Directions for this task: All of the data below must be repeated exactly.

Entries shown:

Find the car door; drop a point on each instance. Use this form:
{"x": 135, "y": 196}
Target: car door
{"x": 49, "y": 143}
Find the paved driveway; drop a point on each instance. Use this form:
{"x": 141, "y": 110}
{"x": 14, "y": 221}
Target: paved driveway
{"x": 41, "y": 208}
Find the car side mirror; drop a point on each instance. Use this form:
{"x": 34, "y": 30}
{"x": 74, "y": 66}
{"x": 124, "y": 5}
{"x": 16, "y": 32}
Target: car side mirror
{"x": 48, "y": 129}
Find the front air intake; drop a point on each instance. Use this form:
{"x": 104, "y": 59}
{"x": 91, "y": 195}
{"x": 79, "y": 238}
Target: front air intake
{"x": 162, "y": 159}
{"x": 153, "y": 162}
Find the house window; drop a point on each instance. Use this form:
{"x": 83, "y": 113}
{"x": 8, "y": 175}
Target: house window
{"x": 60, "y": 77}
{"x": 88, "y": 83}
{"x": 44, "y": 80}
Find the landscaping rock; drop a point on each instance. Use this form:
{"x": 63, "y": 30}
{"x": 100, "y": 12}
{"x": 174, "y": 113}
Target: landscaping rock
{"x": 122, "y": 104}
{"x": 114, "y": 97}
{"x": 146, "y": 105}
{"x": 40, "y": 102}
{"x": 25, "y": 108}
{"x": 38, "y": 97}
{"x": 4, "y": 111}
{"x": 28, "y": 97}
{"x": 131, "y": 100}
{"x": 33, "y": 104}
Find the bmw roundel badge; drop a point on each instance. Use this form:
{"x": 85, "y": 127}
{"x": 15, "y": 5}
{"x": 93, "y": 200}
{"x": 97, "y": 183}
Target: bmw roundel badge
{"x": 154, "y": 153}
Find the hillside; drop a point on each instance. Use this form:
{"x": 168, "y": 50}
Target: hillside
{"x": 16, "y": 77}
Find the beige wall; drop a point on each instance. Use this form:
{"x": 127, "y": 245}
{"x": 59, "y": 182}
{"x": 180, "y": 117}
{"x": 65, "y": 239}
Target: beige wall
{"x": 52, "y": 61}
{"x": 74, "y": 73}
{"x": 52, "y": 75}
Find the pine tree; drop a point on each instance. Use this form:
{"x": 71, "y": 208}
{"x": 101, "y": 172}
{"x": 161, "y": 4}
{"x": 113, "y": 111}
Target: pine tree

Exercise answer:
Find the car door; drop a point on each instance. Use this form:
{"x": 135, "y": 196}
Target: car door
{"x": 49, "y": 143}
Find the paved driveway; drop a point on each instance. Use this form:
{"x": 141, "y": 110}
{"x": 14, "y": 221}
Target: paved driveway
{"x": 41, "y": 208}
Find the car side mirror; drop a point on each instance. Use this form:
{"x": 34, "y": 30}
{"x": 74, "y": 66}
{"x": 124, "y": 5}
{"x": 16, "y": 32}
Target: car side mirror
{"x": 48, "y": 129}
Find the front air intake; drop a point on each instance. Use this form:
{"x": 104, "y": 59}
{"x": 91, "y": 195}
{"x": 79, "y": 238}
Target: front air intake
{"x": 162, "y": 159}
{"x": 153, "y": 162}
Find the house window; drop a point on each instance. Use this form:
{"x": 83, "y": 113}
{"x": 8, "y": 175}
Target: house window
{"x": 60, "y": 77}
{"x": 88, "y": 83}
{"x": 44, "y": 80}
Find the landscaping rock; drop a point on each instance. Use this form:
{"x": 63, "y": 30}
{"x": 100, "y": 12}
{"x": 174, "y": 113}
Target: landscaping rock
{"x": 122, "y": 104}
{"x": 114, "y": 97}
{"x": 146, "y": 105}
{"x": 40, "y": 102}
{"x": 25, "y": 108}
{"x": 38, "y": 97}
{"x": 4, "y": 111}
{"x": 28, "y": 97}
{"x": 131, "y": 100}
{"x": 33, "y": 104}
Find the bmw roundel badge; drop a point on each instance. Use this form:
{"x": 85, "y": 127}
{"x": 15, "y": 5}
{"x": 93, "y": 200}
{"x": 97, "y": 183}
Target: bmw roundel badge
{"x": 154, "y": 153}
Find the hillside; drop a point on each instance. Use this form:
{"x": 168, "y": 50}
Target: hillside
{"x": 16, "y": 77}
Find the beige wall; drop a point on each instance. Use this form:
{"x": 127, "y": 245}
{"x": 59, "y": 182}
{"x": 180, "y": 117}
{"x": 65, "y": 239}
Target: beige wall
{"x": 52, "y": 61}
{"x": 74, "y": 73}
{"x": 52, "y": 75}
Find the pine tree; drop a point on each instance. Use this form:
{"x": 71, "y": 208}
{"x": 101, "y": 172}
{"x": 161, "y": 4}
{"x": 113, "y": 111}
Target: pine tree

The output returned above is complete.